Extract to read -
= = =
This tutorial is based on the wonderful work of the
[Harvard NLP group](http://nlp.seas.harvard.edu/2018/04/03/attention.html) and [SamLynnEvans](https://github.com/SamLynnEvans/Transformer) 

Each of these rectangles is a cell, click one of them and Press 
*shift* + *enter/return*, or go to Cell in the nav bar and click "Run Cells" to run each cell, the one below imports `torch` so you can use PyTorch, it also imports some python code that I wrote in the folder *scripts* that I will explain to you after I show you a toy example of how the whole code works together, using a chatbot that says cute/flirty/snide/anything you want/etc language. nltk is the [Natural Language Toolkit](https://www.nltk.org/) that we will be using for things such as synonym matching, that way when you say "adore", Chloe knows it means the same thing as "like", even if "adore" is not in Chloe's vocabulary. To do this nltk will need to download a folder called corpora. Running the next cell will do that for you.

In [2]:
import torch

from scripts.MoveData import *
from scripts.Transformer import *
from scripts.TalkTrain import *

import nltk
nltk.download('wordnet') 
from nltk.corpus import wordnet

[nltk_data] Downloading package wordnet to /home/carson/nltk_data...
[nltk_data]   Package wordnet is already up-to-date!


use your preferred text editor to open the csv called `chat_pairs.csv` that is included in the */saved* folder and add a few of your own conversation pairs to the list. You can see that a comma separates the sentence Chloebot expects to hear, with the sentence Chloebot is expected to respond with. only use one comma (',') to separate input and output. ie

*who are you? , i am chloe*.
= = =
Problem description -
Reproduce word for word everything in the chatbot tutorial from "[nltk_data] Downloading package" down to "i am chloe*.".

[Records from a collection]
= = =
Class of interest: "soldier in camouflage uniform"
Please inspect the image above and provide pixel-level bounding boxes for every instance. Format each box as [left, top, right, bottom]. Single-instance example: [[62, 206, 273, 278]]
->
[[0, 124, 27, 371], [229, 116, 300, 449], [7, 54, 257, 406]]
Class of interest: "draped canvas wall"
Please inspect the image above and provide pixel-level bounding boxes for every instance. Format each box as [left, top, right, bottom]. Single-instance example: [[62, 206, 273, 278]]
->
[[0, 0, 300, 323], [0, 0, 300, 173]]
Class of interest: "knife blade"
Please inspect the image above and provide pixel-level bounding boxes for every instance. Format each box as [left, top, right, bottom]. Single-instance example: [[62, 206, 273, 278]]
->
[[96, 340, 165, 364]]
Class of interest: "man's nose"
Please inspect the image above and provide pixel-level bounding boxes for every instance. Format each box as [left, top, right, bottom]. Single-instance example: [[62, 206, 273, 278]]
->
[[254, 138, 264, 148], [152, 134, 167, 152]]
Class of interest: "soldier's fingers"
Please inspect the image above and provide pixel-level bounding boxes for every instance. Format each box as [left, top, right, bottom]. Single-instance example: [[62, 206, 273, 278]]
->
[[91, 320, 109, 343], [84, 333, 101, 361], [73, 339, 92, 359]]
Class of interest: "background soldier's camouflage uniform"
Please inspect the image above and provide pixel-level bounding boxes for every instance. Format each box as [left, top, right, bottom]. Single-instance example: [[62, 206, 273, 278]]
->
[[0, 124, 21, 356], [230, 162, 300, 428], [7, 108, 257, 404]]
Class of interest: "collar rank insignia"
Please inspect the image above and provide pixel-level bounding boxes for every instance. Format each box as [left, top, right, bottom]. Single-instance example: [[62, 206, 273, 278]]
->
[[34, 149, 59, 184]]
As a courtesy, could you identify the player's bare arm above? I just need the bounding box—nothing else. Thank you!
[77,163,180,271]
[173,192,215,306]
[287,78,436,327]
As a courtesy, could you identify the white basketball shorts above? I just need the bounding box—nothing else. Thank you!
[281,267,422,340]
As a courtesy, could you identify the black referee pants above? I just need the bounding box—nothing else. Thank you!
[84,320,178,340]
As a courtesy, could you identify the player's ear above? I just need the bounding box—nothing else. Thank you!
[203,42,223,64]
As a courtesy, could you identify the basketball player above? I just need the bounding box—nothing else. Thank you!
= = =
Exercise response -
[nltk_data] Downloading package wordnet to /home/carson/nltk_data...
[nltk_data]   Package wordnet is already up-to-date!


use your preferred text editor to open the csv called `chat_pairs.csv` that is included in the */saved* folder and add a few of your own conversation pairs to the list. You can see that a comma separates the sentence Chloebot expects to hear, with the sentence Chloebot is expected to respond with. only use one comma (',') to separate input and output. ie

*who are you? , i am chloe*.